(Material of labeled points)
* * * * * * *
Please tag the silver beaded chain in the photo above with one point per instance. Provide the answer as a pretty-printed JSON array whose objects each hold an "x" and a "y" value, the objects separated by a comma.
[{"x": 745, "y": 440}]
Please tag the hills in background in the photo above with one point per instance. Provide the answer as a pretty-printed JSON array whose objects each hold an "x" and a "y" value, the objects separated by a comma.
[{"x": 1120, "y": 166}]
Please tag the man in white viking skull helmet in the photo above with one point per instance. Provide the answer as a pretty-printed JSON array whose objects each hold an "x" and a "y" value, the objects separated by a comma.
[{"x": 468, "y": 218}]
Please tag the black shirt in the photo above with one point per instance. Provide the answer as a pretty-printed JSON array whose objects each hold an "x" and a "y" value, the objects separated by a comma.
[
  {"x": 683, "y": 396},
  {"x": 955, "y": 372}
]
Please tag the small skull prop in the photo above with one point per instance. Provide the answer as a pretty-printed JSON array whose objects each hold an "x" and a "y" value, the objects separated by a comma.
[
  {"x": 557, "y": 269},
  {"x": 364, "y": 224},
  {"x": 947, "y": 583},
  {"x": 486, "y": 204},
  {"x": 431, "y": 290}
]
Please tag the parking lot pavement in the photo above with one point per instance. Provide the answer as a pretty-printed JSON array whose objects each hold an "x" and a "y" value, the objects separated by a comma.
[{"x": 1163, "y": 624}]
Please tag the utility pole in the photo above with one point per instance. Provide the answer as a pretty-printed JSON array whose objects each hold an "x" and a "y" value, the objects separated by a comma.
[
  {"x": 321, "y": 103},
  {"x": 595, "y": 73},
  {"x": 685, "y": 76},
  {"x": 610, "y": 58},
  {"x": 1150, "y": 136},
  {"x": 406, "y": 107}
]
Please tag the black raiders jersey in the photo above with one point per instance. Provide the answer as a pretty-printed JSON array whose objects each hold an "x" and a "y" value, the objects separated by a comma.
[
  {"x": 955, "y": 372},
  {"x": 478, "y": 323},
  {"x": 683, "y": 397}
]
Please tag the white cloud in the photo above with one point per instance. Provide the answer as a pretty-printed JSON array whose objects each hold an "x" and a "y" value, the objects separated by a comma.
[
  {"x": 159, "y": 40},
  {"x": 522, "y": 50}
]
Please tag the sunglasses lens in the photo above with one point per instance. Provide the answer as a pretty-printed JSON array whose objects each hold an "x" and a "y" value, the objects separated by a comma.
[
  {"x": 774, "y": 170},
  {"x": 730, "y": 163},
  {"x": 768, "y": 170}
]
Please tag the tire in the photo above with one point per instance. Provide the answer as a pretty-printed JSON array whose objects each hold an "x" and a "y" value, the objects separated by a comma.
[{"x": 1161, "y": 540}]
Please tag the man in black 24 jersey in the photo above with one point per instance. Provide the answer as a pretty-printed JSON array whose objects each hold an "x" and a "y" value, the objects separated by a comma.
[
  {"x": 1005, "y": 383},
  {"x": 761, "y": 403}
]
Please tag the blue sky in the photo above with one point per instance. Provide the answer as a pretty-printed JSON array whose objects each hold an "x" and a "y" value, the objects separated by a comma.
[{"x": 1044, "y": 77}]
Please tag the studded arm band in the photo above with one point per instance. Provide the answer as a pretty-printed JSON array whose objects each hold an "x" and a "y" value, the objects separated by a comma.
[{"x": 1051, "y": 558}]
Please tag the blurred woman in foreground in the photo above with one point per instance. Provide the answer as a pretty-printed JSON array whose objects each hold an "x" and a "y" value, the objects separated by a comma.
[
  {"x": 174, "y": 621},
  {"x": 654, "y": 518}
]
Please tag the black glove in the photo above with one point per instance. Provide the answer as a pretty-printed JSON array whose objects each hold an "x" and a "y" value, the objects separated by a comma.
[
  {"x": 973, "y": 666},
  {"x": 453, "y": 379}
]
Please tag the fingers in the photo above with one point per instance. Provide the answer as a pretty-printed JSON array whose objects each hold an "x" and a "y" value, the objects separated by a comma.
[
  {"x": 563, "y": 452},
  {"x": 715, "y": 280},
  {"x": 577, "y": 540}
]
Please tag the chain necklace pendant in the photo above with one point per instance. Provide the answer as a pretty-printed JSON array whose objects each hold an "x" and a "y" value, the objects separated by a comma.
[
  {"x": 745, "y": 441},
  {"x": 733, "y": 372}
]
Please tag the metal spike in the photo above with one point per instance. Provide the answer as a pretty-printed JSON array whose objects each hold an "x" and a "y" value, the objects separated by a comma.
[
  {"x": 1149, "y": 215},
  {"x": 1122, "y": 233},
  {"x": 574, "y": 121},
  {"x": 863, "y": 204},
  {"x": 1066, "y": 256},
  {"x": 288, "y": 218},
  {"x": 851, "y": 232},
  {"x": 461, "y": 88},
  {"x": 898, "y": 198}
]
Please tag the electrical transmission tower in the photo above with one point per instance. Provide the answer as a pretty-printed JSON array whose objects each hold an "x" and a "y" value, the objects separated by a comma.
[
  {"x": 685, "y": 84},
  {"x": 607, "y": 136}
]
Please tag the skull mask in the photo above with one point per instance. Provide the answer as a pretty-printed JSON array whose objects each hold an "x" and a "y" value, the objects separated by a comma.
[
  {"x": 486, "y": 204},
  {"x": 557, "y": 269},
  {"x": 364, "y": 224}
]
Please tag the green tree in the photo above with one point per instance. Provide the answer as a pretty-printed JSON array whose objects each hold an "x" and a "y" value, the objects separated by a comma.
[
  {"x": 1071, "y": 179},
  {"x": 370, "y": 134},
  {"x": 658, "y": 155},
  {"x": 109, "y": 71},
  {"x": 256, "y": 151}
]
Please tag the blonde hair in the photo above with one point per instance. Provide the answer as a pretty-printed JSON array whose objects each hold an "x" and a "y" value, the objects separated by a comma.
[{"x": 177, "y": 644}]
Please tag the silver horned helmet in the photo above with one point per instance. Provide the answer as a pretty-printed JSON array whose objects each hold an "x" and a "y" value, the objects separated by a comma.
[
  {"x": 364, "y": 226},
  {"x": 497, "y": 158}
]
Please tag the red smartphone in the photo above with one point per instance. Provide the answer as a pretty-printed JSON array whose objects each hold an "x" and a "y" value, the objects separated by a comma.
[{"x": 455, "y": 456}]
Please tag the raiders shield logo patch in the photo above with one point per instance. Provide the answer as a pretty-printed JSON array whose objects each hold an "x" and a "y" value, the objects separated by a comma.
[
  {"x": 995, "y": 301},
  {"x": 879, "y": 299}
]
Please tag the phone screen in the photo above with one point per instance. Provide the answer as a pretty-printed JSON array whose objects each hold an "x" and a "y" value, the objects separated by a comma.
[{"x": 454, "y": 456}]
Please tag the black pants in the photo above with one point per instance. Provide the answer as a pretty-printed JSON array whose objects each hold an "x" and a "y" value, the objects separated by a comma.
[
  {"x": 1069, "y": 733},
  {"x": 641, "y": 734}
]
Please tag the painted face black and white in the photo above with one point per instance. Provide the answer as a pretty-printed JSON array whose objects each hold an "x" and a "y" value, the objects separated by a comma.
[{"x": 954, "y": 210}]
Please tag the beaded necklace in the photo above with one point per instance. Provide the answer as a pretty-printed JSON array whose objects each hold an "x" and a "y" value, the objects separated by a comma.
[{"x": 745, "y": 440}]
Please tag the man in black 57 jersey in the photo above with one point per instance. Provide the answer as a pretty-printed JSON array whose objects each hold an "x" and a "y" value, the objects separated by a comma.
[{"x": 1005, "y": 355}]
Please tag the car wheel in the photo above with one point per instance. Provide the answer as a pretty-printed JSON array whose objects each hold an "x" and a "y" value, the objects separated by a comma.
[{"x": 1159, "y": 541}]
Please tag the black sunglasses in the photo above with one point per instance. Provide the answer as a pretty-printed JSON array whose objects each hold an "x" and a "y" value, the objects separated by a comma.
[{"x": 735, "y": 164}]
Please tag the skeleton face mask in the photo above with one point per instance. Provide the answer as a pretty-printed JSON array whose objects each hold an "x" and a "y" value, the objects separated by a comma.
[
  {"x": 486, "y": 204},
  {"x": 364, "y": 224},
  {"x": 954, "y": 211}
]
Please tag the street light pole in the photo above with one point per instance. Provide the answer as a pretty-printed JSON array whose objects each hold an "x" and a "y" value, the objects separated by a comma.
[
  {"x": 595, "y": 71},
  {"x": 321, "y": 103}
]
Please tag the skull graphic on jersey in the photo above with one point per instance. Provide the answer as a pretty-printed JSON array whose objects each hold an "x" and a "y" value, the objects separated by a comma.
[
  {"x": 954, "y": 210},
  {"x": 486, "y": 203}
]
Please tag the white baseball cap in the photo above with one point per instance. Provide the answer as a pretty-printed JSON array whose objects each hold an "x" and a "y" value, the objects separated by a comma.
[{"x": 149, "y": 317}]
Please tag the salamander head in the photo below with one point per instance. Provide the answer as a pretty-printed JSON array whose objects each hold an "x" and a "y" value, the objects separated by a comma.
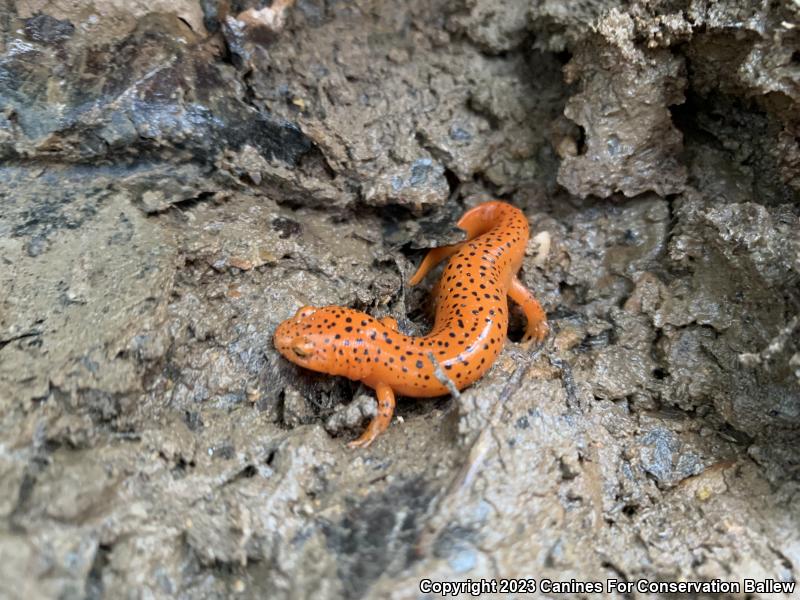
[{"x": 315, "y": 338}]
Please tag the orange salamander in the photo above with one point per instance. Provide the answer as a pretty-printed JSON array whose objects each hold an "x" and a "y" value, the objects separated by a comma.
[{"x": 469, "y": 329}]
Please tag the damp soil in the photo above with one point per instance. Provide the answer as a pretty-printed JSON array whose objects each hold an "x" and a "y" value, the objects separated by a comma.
[{"x": 176, "y": 178}]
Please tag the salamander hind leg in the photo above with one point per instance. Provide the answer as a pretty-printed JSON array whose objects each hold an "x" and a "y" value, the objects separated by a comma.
[
  {"x": 537, "y": 327},
  {"x": 389, "y": 323},
  {"x": 380, "y": 423}
]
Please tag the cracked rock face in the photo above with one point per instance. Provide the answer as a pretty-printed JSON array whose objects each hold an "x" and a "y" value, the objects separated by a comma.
[{"x": 179, "y": 177}]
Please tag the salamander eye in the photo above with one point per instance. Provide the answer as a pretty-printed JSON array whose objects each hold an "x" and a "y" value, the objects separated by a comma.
[
  {"x": 304, "y": 311},
  {"x": 302, "y": 347}
]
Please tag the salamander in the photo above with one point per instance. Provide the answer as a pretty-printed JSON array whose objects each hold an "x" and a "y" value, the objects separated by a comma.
[{"x": 469, "y": 329}]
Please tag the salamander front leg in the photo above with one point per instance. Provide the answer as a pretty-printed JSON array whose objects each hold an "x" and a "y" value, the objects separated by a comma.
[
  {"x": 537, "y": 327},
  {"x": 433, "y": 258},
  {"x": 381, "y": 421}
]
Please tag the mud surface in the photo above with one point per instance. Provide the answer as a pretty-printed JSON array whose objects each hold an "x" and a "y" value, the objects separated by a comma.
[{"x": 176, "y": 181}]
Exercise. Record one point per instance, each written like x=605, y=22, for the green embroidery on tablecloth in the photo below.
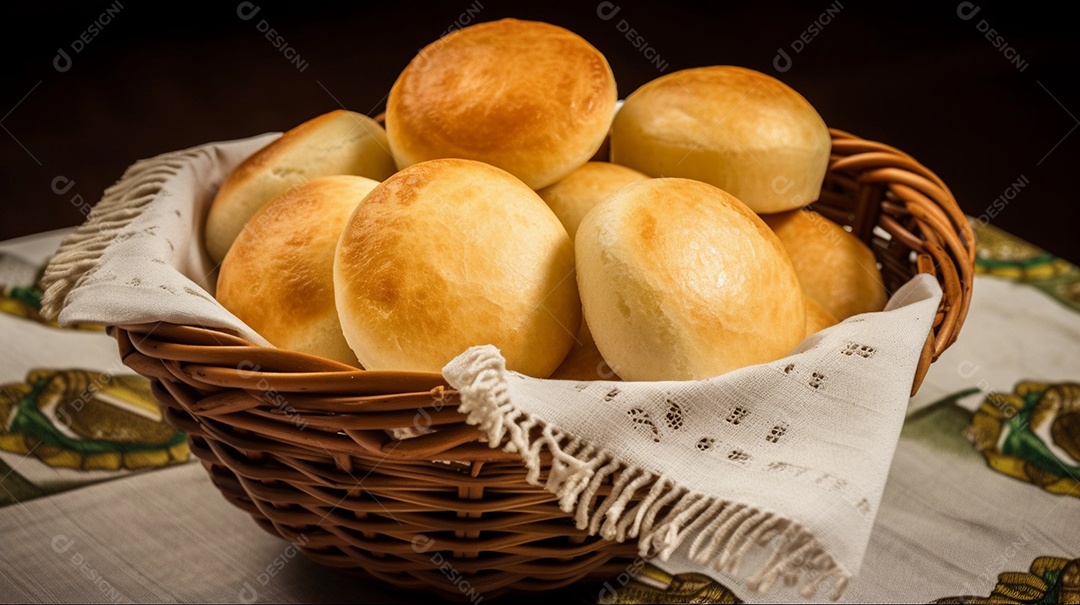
x=1003, y=255
x=1031, y=434
x=1049, y=580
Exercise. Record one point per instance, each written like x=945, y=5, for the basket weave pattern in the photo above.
x=301, y=443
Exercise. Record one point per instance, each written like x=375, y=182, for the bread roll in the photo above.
x=529, y=97
x=336, y=143
x=278, y=276
x=818, y=318
x=742, y=131
x=584, y=361
x=835, y=267
x=453, y=253
x=571, y=198
x=680, y=281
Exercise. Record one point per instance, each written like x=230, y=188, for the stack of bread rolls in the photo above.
x=477, y=217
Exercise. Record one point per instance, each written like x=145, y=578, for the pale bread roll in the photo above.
x=448, y=254
x=680, y=281
x=818, y=318
x=584, y=361
x=571, y=198
x=532, y=98
x=336, y=143
x=740, y=130
x=278, y=276
x=835, y=267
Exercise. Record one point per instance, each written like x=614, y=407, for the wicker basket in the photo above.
x=301, y=444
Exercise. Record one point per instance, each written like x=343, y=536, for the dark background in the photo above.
x=161, y=77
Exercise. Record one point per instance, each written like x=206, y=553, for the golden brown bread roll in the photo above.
x=740, y=130
x=835, y=267
x=584, y=361
x=448, y=254
x=571, y=198
x=336, y=143
x=679, y=281
x=818, y=318
x=532, y=98
x=278, y=276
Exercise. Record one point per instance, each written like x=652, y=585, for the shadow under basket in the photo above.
* * * * * * *
EXERCISE GOAL — Reproduce the lines from the one containing "brown bread roll in the photo above." through the end of the material above, both ends included, without changing anything.

WRITTEN RESPONSE —
Exercise. Record one point per instance, each written like x=206, y=553, for the golden brown bread roll in the photo above.
x=740, y=130
x=835, y=267
x=584, y=361
x=448, y=254
x=571, y=198
x=336, y=143
x=679, y=281
x=818, y=318
x=532, y=98
x=278, y=276
Exercise. Record one point per instance, each written like x=652, y=585, for the shadow under basket in the photo above.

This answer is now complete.